### EXCERPTED RECORDS
########

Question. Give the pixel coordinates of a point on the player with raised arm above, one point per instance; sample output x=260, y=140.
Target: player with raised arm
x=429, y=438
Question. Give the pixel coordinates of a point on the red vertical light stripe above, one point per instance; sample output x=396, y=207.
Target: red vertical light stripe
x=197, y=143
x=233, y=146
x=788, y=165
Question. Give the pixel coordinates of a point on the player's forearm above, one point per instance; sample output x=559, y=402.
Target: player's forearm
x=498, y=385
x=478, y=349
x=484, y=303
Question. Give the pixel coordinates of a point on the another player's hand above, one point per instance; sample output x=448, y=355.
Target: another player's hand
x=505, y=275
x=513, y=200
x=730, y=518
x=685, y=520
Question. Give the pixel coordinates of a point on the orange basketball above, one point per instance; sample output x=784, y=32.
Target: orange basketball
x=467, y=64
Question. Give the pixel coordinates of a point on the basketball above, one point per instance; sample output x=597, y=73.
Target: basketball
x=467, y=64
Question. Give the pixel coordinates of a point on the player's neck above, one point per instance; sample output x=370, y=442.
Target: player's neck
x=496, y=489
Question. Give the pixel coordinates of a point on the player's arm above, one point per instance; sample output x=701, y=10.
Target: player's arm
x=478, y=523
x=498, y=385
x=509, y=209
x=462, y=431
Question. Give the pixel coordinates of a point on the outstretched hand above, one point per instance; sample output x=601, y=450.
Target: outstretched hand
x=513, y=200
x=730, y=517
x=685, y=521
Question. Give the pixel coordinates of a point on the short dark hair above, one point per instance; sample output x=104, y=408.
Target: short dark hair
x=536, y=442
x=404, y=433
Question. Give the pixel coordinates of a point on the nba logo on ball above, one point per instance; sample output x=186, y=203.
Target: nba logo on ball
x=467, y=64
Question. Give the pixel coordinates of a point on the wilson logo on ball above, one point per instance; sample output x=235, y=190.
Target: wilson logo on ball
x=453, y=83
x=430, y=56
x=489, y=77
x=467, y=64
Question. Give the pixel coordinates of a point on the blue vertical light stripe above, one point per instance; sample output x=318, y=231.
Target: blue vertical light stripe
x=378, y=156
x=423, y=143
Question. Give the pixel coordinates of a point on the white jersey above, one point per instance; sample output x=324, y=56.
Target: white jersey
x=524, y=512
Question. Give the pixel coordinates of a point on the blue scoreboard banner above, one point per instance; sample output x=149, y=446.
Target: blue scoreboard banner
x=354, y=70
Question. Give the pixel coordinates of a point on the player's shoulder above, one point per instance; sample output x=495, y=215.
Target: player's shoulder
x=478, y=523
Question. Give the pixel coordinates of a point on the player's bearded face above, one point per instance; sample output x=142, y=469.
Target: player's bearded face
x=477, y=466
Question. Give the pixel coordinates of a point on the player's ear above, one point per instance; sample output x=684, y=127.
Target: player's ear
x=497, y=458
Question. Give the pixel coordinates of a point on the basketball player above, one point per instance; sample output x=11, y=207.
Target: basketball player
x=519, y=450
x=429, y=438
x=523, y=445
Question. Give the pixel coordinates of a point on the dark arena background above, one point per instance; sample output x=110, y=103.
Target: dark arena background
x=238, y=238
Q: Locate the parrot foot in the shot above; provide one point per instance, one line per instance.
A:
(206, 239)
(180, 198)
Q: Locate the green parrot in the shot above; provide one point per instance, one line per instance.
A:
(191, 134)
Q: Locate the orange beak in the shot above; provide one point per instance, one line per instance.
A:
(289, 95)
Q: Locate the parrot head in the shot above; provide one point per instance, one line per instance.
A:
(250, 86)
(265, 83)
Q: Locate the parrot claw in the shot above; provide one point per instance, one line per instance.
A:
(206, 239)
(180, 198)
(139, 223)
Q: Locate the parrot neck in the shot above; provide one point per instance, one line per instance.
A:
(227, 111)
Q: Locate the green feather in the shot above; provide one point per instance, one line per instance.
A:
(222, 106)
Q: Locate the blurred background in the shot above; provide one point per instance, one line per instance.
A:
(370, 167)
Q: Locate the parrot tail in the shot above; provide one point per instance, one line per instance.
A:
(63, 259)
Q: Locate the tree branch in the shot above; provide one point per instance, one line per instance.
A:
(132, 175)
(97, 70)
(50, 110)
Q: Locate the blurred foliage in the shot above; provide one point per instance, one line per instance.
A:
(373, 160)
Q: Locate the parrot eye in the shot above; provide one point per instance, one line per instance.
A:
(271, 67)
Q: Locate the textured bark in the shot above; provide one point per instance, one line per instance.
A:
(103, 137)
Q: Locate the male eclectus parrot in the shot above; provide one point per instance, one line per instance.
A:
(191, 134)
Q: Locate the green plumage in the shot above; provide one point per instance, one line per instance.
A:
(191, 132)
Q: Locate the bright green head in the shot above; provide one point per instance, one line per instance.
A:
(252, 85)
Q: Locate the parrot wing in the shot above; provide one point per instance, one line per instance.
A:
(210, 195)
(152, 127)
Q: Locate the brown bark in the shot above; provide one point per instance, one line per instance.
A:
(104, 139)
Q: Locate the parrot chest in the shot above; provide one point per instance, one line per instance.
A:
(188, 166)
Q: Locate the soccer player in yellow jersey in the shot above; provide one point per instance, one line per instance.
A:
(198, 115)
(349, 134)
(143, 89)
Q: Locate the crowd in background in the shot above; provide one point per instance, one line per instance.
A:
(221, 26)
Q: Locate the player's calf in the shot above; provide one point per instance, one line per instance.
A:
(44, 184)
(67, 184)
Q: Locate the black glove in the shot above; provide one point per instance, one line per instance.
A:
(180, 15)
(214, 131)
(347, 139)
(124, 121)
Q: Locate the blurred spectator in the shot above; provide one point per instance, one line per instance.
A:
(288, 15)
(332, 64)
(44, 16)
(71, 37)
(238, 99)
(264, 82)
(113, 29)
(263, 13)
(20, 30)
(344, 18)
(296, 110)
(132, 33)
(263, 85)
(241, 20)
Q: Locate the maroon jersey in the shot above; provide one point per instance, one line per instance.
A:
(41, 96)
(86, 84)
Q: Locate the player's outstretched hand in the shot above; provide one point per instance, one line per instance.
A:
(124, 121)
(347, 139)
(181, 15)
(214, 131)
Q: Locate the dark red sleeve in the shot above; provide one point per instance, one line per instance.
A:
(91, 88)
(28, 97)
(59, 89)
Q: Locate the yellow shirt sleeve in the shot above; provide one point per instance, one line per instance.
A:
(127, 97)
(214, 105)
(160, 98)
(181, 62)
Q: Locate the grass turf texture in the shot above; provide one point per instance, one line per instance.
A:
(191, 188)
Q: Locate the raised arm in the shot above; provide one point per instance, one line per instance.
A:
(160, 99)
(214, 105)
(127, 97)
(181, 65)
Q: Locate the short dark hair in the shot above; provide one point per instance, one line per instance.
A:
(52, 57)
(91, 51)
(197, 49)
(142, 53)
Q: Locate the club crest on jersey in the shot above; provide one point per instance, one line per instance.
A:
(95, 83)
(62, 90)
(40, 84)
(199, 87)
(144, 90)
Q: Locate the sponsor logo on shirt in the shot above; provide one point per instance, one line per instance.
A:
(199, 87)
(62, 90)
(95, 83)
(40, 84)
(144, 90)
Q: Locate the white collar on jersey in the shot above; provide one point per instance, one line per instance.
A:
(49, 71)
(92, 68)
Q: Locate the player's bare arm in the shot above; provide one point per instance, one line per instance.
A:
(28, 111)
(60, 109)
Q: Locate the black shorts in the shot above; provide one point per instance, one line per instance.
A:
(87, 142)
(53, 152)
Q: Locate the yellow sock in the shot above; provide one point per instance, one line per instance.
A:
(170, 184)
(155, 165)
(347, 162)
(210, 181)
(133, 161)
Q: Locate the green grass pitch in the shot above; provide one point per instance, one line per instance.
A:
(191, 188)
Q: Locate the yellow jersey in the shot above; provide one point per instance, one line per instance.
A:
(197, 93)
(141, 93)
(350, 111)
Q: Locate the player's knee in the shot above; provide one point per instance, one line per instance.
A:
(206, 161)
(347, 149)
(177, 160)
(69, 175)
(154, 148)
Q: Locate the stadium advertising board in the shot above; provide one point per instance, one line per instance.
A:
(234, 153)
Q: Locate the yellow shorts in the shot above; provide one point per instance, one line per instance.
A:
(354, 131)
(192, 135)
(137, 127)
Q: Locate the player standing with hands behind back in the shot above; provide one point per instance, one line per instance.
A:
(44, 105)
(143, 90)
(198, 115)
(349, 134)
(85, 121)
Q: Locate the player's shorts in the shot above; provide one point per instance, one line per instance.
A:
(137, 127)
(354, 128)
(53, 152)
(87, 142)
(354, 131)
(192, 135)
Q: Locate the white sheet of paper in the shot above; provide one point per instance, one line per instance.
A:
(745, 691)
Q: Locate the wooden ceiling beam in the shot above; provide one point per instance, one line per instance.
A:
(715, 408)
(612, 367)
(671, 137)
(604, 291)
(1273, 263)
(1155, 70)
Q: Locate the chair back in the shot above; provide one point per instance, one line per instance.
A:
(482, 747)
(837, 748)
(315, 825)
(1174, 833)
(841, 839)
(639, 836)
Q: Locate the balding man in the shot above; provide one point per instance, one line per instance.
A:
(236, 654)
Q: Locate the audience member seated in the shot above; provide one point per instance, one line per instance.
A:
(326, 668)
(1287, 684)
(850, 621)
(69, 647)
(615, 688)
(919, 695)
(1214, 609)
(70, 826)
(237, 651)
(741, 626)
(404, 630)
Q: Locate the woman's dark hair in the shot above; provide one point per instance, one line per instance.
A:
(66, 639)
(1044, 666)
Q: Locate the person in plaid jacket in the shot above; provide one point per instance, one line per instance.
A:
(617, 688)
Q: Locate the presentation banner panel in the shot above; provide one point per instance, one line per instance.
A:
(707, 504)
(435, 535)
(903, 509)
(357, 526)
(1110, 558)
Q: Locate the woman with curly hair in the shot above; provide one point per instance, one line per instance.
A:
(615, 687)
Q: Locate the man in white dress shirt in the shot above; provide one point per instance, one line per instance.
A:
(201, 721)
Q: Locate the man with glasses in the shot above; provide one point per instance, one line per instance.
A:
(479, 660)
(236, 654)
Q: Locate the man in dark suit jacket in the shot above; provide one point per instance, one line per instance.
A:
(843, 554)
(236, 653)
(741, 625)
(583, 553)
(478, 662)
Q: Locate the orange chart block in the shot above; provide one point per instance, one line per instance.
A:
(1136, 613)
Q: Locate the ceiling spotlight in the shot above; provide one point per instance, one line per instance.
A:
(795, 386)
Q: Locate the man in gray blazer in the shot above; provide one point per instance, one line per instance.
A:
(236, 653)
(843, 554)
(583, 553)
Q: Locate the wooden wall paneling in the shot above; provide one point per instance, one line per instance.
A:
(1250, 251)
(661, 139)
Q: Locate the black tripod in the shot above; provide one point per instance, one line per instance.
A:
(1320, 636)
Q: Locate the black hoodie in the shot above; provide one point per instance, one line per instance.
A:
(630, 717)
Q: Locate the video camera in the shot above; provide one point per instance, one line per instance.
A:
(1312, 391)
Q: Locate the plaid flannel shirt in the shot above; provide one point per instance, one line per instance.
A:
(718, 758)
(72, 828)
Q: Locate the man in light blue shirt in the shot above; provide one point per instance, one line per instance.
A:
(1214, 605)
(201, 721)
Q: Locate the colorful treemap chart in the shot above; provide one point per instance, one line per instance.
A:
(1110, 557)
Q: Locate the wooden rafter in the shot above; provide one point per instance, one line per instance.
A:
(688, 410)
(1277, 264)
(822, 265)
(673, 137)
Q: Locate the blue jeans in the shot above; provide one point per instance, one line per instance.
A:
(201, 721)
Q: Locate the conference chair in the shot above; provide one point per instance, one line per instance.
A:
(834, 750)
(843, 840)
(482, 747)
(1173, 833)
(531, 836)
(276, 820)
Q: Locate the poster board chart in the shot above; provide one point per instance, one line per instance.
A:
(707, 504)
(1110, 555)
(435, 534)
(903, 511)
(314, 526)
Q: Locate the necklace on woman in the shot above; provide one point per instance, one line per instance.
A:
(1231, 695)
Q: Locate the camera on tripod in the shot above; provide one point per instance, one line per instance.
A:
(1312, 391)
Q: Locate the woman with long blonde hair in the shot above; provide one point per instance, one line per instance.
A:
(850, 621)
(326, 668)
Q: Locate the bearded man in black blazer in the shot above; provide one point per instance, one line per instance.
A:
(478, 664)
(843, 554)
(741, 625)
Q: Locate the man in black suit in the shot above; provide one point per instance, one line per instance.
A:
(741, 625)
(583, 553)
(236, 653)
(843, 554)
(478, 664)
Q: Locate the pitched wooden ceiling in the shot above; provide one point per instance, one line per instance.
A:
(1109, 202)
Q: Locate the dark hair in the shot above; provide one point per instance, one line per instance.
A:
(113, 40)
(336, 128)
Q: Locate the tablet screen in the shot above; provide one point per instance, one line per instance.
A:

########

### TASK DIRECTIONS
Print only the lines from the top of the data above down to the line holding "Question. Give the pixel coordinates of a point on the red", inclusive.

### TASK RESULT
Question. Give the pixel coordinates of a point on the player with raised arm above, one point per instance; sample output x=260, y=140.
Target: player with raised arm
x=429, y=438
Question. Give the pixel coordinates of a point on the red vertical light stripe above, one point per instance; sample output x=396, y=207.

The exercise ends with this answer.